DATA RECORDS START

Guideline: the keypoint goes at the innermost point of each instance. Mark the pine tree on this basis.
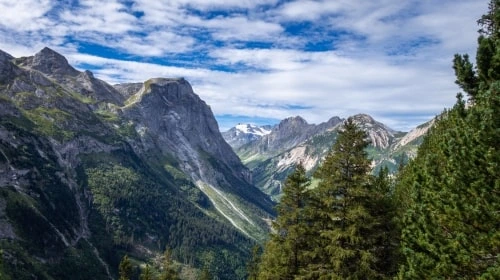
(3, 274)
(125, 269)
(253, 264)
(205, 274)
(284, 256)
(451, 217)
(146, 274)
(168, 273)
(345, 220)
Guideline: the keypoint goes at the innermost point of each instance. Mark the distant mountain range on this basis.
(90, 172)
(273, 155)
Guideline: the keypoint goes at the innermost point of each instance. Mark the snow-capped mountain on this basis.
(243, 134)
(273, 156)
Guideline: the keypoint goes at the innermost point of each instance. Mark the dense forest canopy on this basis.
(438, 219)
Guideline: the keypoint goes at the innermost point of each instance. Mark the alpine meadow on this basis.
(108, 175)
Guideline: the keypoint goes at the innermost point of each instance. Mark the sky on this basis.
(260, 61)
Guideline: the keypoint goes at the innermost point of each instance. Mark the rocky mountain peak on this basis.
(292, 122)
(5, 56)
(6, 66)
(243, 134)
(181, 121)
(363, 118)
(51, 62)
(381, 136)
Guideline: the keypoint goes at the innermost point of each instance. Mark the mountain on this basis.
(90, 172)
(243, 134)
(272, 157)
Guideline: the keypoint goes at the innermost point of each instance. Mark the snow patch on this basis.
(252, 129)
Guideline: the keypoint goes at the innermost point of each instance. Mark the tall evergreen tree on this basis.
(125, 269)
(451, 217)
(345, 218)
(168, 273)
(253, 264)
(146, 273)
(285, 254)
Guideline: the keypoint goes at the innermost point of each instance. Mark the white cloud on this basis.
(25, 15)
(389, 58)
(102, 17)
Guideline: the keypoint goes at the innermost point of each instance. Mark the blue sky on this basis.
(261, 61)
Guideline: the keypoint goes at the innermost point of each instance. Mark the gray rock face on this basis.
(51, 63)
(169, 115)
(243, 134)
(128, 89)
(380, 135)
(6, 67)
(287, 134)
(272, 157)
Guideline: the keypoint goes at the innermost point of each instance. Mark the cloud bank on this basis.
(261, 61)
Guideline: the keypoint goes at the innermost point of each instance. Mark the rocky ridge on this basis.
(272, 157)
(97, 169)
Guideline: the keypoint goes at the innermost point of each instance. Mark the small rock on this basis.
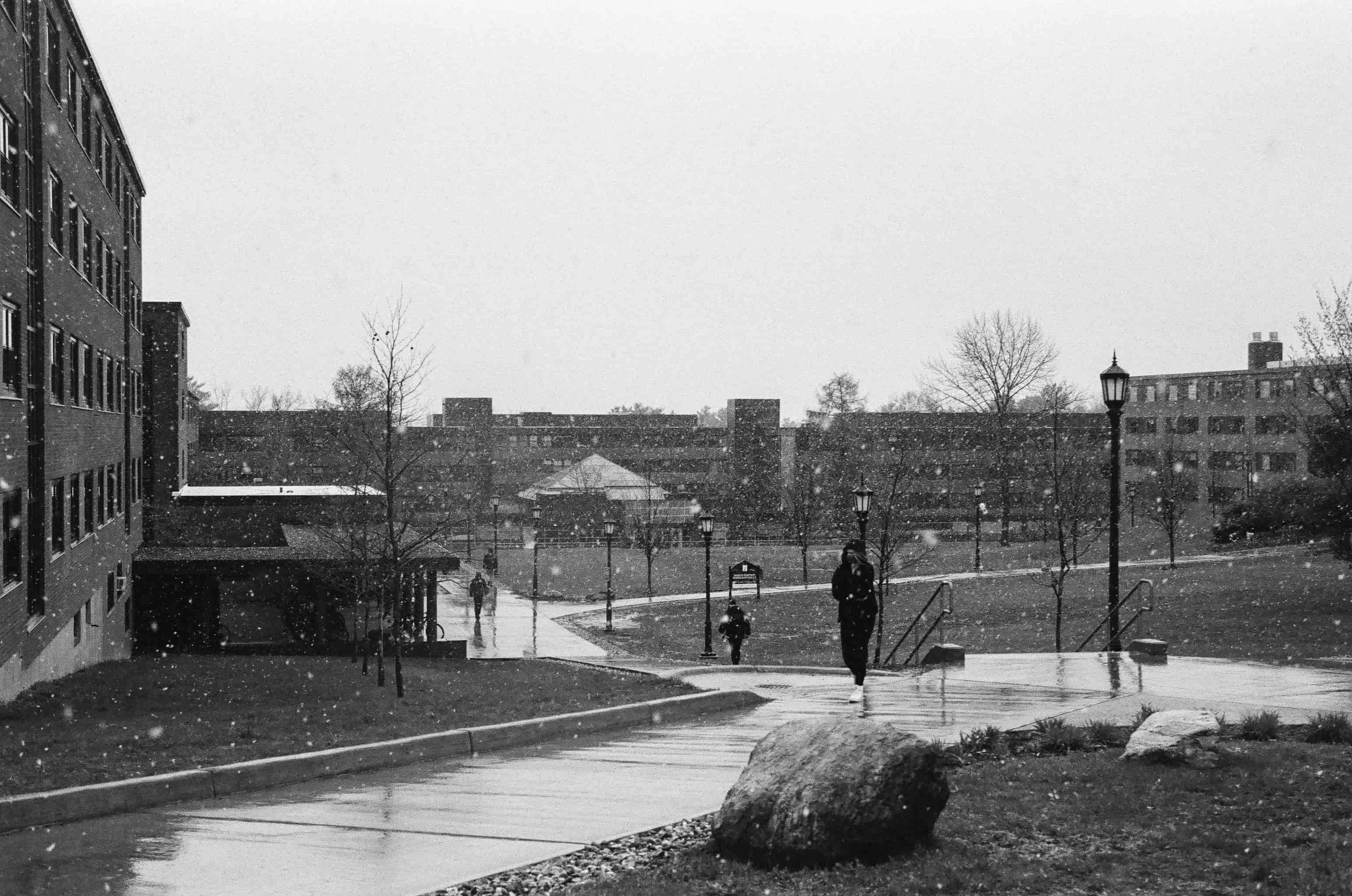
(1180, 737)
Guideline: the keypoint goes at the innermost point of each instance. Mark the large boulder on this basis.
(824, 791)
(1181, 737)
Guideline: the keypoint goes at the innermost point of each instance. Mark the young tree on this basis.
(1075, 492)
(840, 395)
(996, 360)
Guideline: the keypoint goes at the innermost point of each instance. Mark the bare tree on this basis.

DATA RECORDS END
DATA RECORDS START

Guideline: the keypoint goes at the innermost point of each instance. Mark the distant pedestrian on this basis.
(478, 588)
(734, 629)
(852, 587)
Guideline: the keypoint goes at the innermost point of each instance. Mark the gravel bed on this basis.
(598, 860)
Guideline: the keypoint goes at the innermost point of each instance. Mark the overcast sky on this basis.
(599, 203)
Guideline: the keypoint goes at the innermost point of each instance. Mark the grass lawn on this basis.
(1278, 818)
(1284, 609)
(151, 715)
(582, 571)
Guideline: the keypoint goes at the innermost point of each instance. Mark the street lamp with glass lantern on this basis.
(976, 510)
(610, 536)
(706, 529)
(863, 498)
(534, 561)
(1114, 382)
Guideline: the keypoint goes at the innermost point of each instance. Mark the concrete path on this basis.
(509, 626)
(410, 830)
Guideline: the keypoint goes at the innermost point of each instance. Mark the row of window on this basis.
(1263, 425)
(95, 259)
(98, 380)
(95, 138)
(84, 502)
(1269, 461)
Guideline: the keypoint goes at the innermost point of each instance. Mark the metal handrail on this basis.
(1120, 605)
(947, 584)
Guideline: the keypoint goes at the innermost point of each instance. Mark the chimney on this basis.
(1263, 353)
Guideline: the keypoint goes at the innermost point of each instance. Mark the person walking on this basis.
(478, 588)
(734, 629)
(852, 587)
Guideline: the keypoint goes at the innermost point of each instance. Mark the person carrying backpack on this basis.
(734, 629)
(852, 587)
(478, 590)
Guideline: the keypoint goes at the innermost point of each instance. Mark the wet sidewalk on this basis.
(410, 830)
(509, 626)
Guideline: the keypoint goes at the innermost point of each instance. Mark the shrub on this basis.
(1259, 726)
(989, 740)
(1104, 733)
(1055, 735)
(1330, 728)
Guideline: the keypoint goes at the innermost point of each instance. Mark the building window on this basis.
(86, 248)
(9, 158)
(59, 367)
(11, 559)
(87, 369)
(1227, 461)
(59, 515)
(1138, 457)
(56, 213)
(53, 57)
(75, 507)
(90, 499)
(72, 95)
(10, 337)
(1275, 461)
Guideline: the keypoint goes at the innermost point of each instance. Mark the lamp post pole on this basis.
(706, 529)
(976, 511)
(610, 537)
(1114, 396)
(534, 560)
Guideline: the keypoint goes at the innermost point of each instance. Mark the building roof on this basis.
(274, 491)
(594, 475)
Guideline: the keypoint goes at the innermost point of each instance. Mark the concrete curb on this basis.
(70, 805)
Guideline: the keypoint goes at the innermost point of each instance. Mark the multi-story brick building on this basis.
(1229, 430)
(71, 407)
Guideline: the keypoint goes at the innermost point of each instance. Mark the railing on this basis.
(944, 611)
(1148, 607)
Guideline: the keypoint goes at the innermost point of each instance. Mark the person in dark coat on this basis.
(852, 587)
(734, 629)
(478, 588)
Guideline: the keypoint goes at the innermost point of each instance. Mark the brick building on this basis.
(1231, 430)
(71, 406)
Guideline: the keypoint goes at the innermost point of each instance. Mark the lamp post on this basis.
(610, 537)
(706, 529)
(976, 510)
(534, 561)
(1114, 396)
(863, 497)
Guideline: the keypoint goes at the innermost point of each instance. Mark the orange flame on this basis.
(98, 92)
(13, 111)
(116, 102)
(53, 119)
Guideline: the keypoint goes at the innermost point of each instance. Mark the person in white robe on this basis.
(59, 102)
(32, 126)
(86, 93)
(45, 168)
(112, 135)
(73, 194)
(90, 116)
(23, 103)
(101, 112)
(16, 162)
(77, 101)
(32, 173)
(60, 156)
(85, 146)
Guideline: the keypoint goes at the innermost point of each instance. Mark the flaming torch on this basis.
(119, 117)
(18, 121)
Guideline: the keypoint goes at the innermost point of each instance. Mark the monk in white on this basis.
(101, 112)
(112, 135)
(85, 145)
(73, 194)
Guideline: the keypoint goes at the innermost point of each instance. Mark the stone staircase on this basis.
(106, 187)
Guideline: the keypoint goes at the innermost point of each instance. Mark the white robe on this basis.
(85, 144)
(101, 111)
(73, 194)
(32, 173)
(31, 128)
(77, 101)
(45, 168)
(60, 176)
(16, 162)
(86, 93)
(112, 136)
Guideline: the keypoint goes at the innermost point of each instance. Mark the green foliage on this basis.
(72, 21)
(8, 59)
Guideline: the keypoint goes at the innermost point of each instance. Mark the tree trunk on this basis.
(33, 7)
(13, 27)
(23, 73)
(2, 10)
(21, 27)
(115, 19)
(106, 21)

DATA RECORDS END

INSTRUCTIONS FOR THE TASK: Quote the lines above exactly, starting with the one that has "face on this basis." and ending with the one that has "bare tree on this basis."; drop the pictures and include nothing else.

EXPECTED ANSWER:
Guideline: the keypoint goes at the innermost point of each instance. Mark the gray rock face on this basis.
(51, 63)
(169, 115)
(243, 134)
(128, 89)
(380, 135)
(6, 67)
(287, 134)
(272, 157)
Guideline: the keypoint goes at the innermost point of each instance. Mark the cloud bank on this basis.
(261, 61)
Guideline: the keypoint goes at the innermost point of each instance. Mark the rocky ridge on this basis.
(272, 157)
(97, 169)
Guideline: the keypoint goes at the innermost point of each instance. Mark the small rock on this basis.
(1180, 737)
Guideline: the keypoint goes at the innermost point of each instance. Mark the large boulder on this basis.
(824, 791)
(1181, 737)
Guideline: the keypoint goes at the innermost point of each instance. Mark the young tree on this basis.
(1075, 492)
(840, 395)
(996, 360)
Guideline: the keypoint goes at the innermost point of each instance. Mark the bare tree on this basis.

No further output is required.